┌─ DOCUMENT PASSAGE
Every day I discover more and more beautiful things. It’s enough to drive one mad. I have such a desire to do everything, my head is bursting with it.

Manet wanted one day to paint my wife and children. Renoir was there. He took a canvas and began painting them, too. After a while, Manet took me aside and whispered, 'You're on very good terms with Renoir and take an interest in his future - do advise him to give up painting! You can see for yourself that it's not his metier at all.

I would like to paint the way a bird sings.

I say that whoever claims to have finished a canvas is terribly arrogant.

Without the fog, London would not be a beautiful city. It is fog that gives it its magnificent amplitude...its regular and massive blocks become grandiose in that mysterious mantle.

My work is always better when I am alone and follow my own impressions.

I know that to paint the sea really well, you need to look at it every hour of every day in the same place so that you can understand its way in that particular spot; and that is why I am working on the same motifs over and over again, four or six times even.

I am following Nature without being able to grasp her, I perhaps owe having become a painter to flowers.

It is a tragedy that we live in a world where physical courage is so common, and moral courage is so rare.
└─
• **TASKS TO COMPLETE**
a) For each statement, answer yes or no on whether it agrees with the quotations on painting, and quote the words that decide it: (i) Manet told Renoir directly to give up painting. (ii) The speaker paints the same motifs repeatedly. (iii) The speaker finds London beautiful in spite of its fog.
b) List every animal, plant, weather condition, and body of water named in the quotations on painting.
c) Continue the quotations on painting after the last sentence given.
The listing that follows is separate material, unrelated to the quotations on painting.
┌─ LISTED ENTRIES
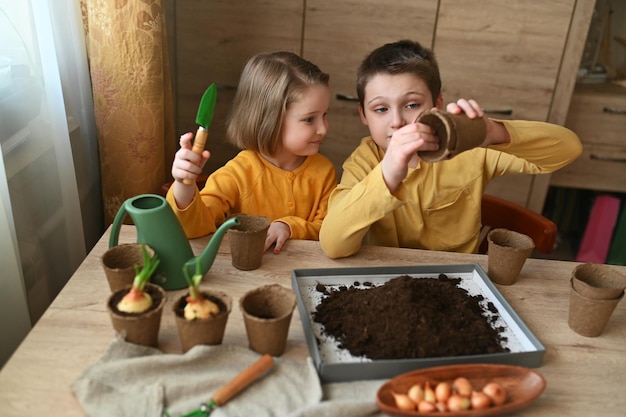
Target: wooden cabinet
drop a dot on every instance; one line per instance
(519, 55)
(210, 41)
(598, 115)
(507, 56)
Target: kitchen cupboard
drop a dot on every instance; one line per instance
(517, 58)
(598, 115)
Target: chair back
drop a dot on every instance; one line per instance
(500, 213)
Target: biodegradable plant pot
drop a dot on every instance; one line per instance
└─
• **ANSWERS FOR THE EXERCISE**
a)
(i) No: "Manet took me aside and whispered, 'You're on very good terms with Renoir and take an interest in his future - do advise him to give up painting!"
(ii) Yes: "I am working on the same motifs over and over again, four or six times even."
(iii) No: "Without the fog, London would not be a beautiful city."

b) bird, fog, sea, flowers

c)
I didn't become an impressionist. As long as I can remember I always have been one.

Ninety per cent of the theory of Impressionist painting is in . . . Ruskin's Elements.

I can only draw what I see.

When you go out to paint, try to forget what objects you have before you - a tree, house, a field....Merely think, here is a little square of blue, here an oblong of pink, here a streak of yellow, and paint it just as it looks to you, the exact color and shape, until it gives your own naive impression of the scene before you.

I'm working hard with more determination than ever. My success at the Salon led to my selling several paintings and since your absence I have made 800 francs; I hope, when I have contracts with more dealers, it will be better still.

It was at home I learned the little I know. Schools always appeared to me like a prison, and never could I make up my mind to stay there, not even for four hours a day, when the sunshine was inviting, the sea smooth, and when it was joy to run about the cliffs in the free air, or to paddle in the water.

My garden is a slow work, pursued with love and I do not deny that I am proud of it. Forty years ago, when I established myself here, there was nothing but a farmhouse and a poor orchard...I bought the house and little by little I enlarged and organized it...I dug, planted weeded, myself; in the evenings the children watered.

It seems to me that when I see nature I see it ready-made, completely written - but then, try to do it!

The richness I achieve comes from nature, the source of my inspiration.

Nothing in the whole world is of interest to me but my painting and my flowers.

The real subject of every painting is light.

I would love to do orange and lemon trees silhouetted against the blue sea, but I cannot find them the way I want them.

Paint what you really see, not what you think you ought to see; not the object isolated as in a test tube, but the object enveloped in sunlight and atmosphere, with the blue dome of Heaven reflected in the shadows.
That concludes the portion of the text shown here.